== REQUIREMENT ==
For each line below that contains the word "berry", return that line.

(Stored records)

# # #

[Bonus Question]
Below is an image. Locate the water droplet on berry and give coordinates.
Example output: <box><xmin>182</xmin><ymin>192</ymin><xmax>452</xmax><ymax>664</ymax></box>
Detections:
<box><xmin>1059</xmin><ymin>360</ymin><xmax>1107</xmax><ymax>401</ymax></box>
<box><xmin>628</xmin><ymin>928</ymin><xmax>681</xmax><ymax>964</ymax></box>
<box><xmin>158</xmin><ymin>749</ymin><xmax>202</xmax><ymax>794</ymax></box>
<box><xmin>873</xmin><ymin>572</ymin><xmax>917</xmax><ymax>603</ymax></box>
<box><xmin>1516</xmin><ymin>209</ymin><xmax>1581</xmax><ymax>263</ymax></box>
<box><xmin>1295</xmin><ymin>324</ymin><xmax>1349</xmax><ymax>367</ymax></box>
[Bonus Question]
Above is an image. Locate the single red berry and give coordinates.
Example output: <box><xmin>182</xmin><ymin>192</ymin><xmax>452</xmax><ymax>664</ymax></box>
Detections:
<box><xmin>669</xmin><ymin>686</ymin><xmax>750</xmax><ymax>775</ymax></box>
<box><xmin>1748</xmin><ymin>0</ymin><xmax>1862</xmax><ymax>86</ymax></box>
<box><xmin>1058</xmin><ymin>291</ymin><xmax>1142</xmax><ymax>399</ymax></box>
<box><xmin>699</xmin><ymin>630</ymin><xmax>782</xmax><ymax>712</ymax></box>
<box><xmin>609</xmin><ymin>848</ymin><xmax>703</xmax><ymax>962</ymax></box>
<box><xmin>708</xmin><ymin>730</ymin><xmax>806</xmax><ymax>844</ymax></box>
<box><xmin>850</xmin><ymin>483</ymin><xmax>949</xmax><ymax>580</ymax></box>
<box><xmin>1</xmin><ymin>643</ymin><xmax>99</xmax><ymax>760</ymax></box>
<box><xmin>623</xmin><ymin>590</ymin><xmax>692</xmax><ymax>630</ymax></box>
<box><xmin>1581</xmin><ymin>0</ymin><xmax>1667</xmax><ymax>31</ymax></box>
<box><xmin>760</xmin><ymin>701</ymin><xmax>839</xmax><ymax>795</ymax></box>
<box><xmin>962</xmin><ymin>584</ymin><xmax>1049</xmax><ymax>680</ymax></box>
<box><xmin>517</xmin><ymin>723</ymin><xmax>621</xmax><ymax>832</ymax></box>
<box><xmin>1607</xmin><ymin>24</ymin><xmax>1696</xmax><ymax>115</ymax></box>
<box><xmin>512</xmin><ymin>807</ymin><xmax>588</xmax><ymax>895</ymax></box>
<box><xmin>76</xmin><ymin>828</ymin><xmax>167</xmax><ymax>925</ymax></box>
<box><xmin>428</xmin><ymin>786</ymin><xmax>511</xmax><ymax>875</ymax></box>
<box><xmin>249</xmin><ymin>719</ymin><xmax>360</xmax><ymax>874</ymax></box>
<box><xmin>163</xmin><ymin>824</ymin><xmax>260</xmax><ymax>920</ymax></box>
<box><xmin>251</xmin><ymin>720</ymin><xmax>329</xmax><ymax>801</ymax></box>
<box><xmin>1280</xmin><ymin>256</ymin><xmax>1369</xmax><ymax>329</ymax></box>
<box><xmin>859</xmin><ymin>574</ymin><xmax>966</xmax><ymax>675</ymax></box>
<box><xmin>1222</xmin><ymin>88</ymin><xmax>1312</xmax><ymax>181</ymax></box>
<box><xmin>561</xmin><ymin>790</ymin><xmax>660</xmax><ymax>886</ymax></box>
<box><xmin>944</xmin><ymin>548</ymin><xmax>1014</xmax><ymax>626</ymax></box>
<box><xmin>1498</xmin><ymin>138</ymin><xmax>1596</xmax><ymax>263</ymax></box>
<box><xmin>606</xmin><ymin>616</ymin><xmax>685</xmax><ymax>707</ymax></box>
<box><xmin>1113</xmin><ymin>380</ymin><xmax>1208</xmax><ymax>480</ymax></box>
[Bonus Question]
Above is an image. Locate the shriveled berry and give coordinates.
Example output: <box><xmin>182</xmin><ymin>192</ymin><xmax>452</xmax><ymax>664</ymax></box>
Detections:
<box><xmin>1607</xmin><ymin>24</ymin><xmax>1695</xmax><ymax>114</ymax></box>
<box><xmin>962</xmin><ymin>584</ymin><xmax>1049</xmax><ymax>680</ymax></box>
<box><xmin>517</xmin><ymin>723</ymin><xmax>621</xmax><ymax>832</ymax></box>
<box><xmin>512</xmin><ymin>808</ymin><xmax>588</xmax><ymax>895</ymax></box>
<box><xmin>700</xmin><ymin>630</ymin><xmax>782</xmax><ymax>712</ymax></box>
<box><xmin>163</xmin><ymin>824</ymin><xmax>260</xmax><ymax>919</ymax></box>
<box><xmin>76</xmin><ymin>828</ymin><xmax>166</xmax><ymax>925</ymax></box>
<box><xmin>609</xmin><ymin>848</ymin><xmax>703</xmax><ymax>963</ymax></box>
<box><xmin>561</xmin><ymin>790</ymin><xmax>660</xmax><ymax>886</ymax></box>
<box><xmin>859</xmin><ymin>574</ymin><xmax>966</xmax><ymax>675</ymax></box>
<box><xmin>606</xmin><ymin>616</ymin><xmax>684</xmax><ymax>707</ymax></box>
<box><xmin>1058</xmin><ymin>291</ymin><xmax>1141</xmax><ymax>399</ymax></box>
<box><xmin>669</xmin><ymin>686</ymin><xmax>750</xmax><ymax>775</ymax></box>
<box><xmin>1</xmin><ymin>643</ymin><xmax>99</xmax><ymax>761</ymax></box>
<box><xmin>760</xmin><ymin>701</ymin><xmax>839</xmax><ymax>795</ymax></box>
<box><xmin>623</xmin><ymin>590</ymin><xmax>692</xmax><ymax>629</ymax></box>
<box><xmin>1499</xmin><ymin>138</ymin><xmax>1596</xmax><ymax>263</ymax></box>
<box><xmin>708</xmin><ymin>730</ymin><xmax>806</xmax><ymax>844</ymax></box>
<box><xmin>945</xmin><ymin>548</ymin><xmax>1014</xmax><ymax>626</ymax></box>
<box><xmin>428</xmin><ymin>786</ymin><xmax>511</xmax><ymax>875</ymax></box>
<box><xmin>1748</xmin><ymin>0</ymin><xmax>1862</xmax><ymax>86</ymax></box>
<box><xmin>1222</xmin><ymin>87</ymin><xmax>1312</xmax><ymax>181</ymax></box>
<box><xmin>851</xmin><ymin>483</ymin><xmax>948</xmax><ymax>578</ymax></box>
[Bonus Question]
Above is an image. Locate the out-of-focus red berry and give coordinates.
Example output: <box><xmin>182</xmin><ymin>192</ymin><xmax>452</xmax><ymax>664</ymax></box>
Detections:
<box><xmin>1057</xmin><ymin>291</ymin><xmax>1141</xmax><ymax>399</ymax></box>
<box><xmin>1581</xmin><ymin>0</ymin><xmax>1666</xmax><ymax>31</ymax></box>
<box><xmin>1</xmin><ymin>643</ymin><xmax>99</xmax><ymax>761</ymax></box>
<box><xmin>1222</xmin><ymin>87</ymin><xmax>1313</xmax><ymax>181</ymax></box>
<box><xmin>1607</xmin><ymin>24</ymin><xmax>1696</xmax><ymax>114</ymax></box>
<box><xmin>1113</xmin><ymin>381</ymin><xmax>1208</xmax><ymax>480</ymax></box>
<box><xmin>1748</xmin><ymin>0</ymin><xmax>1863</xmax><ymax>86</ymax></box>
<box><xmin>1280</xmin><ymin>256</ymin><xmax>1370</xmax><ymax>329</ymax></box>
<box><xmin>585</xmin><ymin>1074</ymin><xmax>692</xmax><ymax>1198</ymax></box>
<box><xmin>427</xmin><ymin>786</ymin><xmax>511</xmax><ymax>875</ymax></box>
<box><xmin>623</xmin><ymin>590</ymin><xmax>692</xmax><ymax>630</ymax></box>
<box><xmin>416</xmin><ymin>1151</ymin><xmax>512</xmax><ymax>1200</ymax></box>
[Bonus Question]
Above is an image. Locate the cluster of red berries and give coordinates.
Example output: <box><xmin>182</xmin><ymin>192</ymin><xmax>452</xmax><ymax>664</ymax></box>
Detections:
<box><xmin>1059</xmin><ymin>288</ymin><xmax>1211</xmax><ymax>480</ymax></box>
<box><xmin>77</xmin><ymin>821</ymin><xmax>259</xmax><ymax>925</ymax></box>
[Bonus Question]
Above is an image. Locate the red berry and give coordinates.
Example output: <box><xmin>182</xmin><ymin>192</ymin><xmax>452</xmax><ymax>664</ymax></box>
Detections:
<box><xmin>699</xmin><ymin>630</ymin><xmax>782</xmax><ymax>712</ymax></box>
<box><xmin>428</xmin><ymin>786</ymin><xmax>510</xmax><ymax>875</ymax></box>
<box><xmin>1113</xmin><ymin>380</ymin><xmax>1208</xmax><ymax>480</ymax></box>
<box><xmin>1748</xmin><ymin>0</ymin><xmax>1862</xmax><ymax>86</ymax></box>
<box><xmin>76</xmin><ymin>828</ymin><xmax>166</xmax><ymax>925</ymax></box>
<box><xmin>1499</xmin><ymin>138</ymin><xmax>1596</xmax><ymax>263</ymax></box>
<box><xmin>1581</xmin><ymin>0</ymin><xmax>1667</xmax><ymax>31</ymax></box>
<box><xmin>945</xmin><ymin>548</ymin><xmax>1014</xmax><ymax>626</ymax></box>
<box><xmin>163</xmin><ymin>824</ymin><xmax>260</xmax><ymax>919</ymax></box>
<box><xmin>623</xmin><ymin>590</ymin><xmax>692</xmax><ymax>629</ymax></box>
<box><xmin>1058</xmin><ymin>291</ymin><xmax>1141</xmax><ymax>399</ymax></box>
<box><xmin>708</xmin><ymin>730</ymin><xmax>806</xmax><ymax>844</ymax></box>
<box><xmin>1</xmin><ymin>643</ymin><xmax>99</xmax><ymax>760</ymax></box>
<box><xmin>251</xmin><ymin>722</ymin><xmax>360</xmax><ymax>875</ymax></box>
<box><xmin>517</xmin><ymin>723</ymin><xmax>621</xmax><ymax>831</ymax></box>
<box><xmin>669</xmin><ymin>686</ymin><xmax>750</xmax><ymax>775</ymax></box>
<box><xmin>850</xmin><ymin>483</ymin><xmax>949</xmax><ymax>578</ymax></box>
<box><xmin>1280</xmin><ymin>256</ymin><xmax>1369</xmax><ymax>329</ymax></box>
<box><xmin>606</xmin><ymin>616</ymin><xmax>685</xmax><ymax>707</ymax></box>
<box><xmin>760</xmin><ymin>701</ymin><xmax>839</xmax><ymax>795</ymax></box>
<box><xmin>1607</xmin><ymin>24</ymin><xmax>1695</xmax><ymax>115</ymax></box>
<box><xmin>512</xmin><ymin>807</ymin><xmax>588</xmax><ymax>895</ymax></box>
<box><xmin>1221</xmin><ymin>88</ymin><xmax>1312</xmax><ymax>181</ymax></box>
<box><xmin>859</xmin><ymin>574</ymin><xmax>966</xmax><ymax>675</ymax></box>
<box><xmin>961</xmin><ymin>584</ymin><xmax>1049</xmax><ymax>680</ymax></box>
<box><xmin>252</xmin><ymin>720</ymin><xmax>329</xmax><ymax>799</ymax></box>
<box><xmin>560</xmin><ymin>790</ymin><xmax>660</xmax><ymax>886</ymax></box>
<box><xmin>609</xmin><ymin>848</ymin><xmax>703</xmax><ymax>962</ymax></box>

# # #

== RESULT BELOW ==
Below is an image. Locate the water droplet on berry and give coordinates.
Above is an image. Locate the single red berry and give coordinates.
Above is an image. Locate the shriveled berry and give coordinates.
Above is an image. Locate the out-of-focus red berry and give coordinates.
Above is an image. Locate the red berry and give coordinates.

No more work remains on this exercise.